**Material shown**
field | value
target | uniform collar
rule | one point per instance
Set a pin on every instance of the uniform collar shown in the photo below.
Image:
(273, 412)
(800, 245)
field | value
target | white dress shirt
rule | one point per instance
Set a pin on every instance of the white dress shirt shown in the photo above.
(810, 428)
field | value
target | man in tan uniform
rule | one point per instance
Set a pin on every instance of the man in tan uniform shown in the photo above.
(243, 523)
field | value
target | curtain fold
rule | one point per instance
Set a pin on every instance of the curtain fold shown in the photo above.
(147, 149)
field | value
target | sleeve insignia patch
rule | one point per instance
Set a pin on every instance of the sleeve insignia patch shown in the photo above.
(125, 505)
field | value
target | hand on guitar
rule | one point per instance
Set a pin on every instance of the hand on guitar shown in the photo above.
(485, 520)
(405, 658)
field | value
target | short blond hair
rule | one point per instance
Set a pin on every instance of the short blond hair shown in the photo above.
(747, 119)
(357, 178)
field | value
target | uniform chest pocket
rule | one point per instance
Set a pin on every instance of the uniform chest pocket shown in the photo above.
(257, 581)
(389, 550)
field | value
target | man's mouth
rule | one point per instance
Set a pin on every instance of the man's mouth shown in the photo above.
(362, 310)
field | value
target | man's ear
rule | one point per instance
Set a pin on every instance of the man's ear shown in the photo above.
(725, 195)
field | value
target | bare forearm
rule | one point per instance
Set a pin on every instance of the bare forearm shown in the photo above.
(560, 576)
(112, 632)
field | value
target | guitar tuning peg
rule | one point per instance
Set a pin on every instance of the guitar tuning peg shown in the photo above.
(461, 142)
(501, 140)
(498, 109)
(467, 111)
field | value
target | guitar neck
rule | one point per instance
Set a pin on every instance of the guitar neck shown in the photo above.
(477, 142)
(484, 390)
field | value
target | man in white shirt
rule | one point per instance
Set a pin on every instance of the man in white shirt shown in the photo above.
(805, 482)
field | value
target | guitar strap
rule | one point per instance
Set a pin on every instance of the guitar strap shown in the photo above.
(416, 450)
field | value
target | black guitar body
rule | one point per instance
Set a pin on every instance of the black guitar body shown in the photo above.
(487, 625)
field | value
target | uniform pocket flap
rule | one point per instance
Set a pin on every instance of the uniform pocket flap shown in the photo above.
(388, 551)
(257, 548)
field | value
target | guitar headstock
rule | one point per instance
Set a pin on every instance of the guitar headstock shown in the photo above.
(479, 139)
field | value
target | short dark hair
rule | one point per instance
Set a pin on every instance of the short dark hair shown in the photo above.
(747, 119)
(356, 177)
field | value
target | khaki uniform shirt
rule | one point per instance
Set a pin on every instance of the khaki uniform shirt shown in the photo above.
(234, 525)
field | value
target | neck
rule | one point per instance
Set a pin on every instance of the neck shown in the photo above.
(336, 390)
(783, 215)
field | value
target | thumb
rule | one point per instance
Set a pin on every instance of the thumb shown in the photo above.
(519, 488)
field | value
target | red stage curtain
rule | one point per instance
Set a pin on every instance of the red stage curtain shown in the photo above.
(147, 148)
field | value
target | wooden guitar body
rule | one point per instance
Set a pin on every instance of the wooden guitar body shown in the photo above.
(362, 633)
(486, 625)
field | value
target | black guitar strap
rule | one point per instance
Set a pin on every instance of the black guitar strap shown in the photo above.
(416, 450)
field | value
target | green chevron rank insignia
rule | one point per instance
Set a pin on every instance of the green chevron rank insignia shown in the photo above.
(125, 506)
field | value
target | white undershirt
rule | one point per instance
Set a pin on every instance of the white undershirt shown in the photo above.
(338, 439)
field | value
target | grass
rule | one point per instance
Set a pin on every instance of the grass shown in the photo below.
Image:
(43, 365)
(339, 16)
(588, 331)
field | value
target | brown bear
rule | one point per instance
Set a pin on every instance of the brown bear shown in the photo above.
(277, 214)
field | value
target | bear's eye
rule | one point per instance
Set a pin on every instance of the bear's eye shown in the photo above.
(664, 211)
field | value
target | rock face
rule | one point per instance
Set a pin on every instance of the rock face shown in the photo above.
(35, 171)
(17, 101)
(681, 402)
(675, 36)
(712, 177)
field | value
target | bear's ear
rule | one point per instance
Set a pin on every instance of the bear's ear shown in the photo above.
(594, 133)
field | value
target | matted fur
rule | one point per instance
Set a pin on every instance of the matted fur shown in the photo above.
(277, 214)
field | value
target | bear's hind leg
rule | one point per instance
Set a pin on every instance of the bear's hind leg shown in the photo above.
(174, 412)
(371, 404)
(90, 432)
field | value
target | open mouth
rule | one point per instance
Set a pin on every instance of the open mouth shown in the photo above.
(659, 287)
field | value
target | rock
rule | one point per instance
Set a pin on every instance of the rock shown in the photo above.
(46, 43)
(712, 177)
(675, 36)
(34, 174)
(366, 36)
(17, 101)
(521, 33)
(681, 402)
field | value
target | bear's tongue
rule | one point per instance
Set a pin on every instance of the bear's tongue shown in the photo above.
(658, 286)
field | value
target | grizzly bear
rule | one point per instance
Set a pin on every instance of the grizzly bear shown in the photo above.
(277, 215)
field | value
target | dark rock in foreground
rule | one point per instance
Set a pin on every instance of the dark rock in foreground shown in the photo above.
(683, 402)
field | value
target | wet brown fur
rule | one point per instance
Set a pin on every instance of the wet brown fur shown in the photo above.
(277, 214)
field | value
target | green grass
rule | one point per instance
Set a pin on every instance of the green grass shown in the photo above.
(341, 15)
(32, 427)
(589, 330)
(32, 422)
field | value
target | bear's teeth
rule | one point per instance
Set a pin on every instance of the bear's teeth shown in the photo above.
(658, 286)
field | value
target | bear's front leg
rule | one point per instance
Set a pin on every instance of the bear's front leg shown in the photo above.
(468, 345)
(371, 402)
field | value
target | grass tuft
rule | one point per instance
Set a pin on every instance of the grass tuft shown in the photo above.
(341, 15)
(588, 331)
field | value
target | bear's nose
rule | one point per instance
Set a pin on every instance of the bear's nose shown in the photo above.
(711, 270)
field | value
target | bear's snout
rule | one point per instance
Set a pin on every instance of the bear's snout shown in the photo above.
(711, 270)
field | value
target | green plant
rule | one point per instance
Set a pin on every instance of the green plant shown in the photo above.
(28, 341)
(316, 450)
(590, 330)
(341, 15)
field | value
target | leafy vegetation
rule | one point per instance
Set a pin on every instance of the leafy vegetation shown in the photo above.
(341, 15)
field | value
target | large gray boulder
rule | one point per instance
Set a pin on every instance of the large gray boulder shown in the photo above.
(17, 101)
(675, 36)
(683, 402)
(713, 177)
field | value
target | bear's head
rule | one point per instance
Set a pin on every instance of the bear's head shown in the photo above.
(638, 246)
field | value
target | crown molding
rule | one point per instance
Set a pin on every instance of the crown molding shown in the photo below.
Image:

**The exercise**
Extract every line of the listing above that contains the string "khaki", matching case exactly.

**Finished task**
target | khaki uniform shirt
Set a pin on every instance of the khaki uniform shirt shown in the photo above.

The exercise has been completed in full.